> **Extracto del documento**
+---+
Me despierto hoy con la irreprimible necesidad de escribir algunos de los pensamientos que me invaden desde ayer por la mañana, cuando el corazón de París –y mi corazón, y el tuyo, y el de la hija de Wolinski, y el de los familiares de Charb, y de Tignous, y de Cabu, y de los demás– fue atacado brutalmente por tres cobardes asesinos. En apenas unos minutos, dos animales (quizás tres, la policía todavía no lo ha confirmado mientras escribo), cubiertos de pies a cabeza y armados con fusiles kaláshnikov, entraron en la sede del semanario satírico Charlie Hebdo y asesinaron a sangre fría a varios de los periodistas más emblemáticos de la revista. Una revista que, gracias a su carácter provocador, comprometido y, sobre todo, libre, se ha convertido en todo un símbolo de la libertad de expresión en Francia. Más de veinte años lleva ya Charlie Hebdo llevando portadas rebeldes, exageradas, valientes, brillantes y, sobre todo, libres, a los kioscos franceses. Portadas que han provocado la ira de algunos y las carcajadas de otros. Portadas que no han dejado indiferentes.

No debieron de dejar indiferentes a esos tres tipejos fanáticos las caricaturas del profeta Mahoma publicadas a todo color en Charlie Hebdo. Alguna, precisamente, marcando una clara distinción entre musulmanes y extremistas. Entre creyentes y enfermos. Entre personas y animales. Me llamó especialmente la atención una viñeta de Charb –brutalmente asesinado ayer por dibujar… ¡Por dibujar!– en la que, bajo el título “Si Mahoma volviese…”, se puede ver al Profeta a punto de ser decapitado por un miembro del Estado Islámico (EI). Mahoma: “¡Soy el Profeta, estúpido!”. Yihadista del EI: “¡Cierra el pico, infiel!”. Y este es el tipo de humor que ha caracterizado siempre a Charlie Hedbo. Un humor atrevido y sin límites. Para eso es humor.
+---+
> **Extracto de datos**
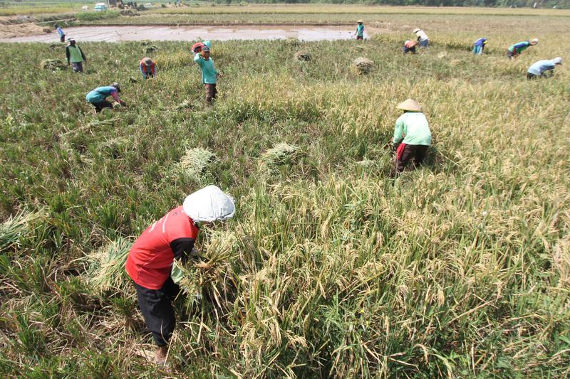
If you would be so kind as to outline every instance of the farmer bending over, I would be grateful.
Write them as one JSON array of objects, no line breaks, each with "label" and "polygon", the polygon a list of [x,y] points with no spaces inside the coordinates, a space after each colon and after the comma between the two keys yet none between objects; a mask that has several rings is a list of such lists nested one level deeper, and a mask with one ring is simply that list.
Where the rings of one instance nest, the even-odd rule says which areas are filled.
[{"label": "farmer bending over", "polygon": [[416,45],[417,43],[415,41],[408,40],[404,43],[404,47],[402,48],[402,51],[404,52],[404,54],[408,54],[408,53],[415,54]]},{"label": "farmer bending over", "polygon": [[420,28],[416,28],[414,29],[414,33],[415,33],[415,35],[418,36],[418,45],[420,48],[427,48],[428,45],[430,44],[430,38],[428,38],[428,35],[425,34],[425,32]]},{"label": "farmer bending over", "polygon": [[156,63],[152,62],[152,60],[150,58],[143,58],[139,62],[138,68],[140,69],[140,73],[145,79],[156,76]]},{"label": "farmer bending over", "polygon": [[554,68],[562,64],[562,58],[556,57],[554,59],[539,60],[532,64],[527,72],[527,79],[537,79],[537,78],[549,78],[554,75]]},{"label": "farmer bending over", "polygon": [[479,38],[473,43],[473,54],[480,55],[487,46],[487,38]]},{"label": "farmer bending over", "polygon": [[356,40],[364,39],[364,24],[362,23],[362,20],[356,21],[358,25],[356,26]]},{"label": "farmer bending over", "polygon": [[67,57],[67,65],[71,65],[71,68],[74,73],[83,72],[83,63],[87,63],[87,58],[81,50],[81,48],[76,45],[76,40],[69,38],[69,45],[66,48],[66,56]]},{"label": "farmer bending over", "polygon": [[530,41],[524,41],[515,43],[512,46],[507,49],[507,56],[511,59],[515,58],[524,50],[529,48],[529,46],[534,46],[539,43],[537,38]]},{"label": "farmer bending over", "polygon": [[397,152],[396,171],[400,173],[410,159],[413,159],[412,169],[422,164],[432,144],[432,133],[421,107],[415,100],[408,99],[398,108],[403,110],[404,114],[396,120],[392,142]]},{"label": "farmer bending over", "polygon": [[195,53],[194,61],[202,68],[202,82],[206,87],[206,102],[211,103],[217,96],[217,78],[221,75],[214,68],[214,60],[209,56],[209,48],[202,45],[200,53]]},{"label": "farmer bending over", "polygon": [[174,260],[184,262],[189,257],[198,237],[198,223],[227,220],[234,213],[232,198],[215,186],[208,186],[152,223],[133,245],[125,268],[158,346],[157,363],[166,363],[167,345],[176,323],[172,301],[180,288],[170,276]]},{"label": "farmer bending over", "polygon": [[118,93],[120,92],[120,87],[119,87],[119,83],[115,82],[107,87],[98,87],[95,88],[88,93],[85,98],[95,107],[95,113],[99,113],[103,108],[113,109],[113,104],[108,102],[106,100],[110,95],[113,96],[115,101],[123,107],[127,106],[127,103],[119,98]]}]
+---+
> **El ejercicio**
Repite sin cambios el pasaje del texto sobre Charlie Hebdo que va desde "No debieron de" hasta "eso es humor.". El material no interviene en absoluto en esta tarea.

> **Respuesta esperada**
No debieron de dejar indiferentes a esos tres tipejos fanáticos las caricaturas del profeta Mahoma publicadas a todo color en Charlie Hebdo. Alguna, precisamente, marcando una clara distinción entre musulmanes y extremistas. Entre creyentes y enfermos. Entre personas y animales. Me llamó especialmente la atención una viñeta de Charb –brutalmente asesinado ayer por dibujar… ¡Por dibujar!– en la que, bajo el título “Si Mahoma volviese…”, se puede ver al Profeta a punto de ser decapitado por un miembro del Estado Islámico (EI). Mahoma: “¡Soy el Profeta, estúpido!”. Yihadista del EI: “¡Cierra el pico, infiel!”. Y este es el tipo de humor que ha caracterizado siempre a Charlie Hedbo. Un humor atrevido y sin límites. Para eso es humor.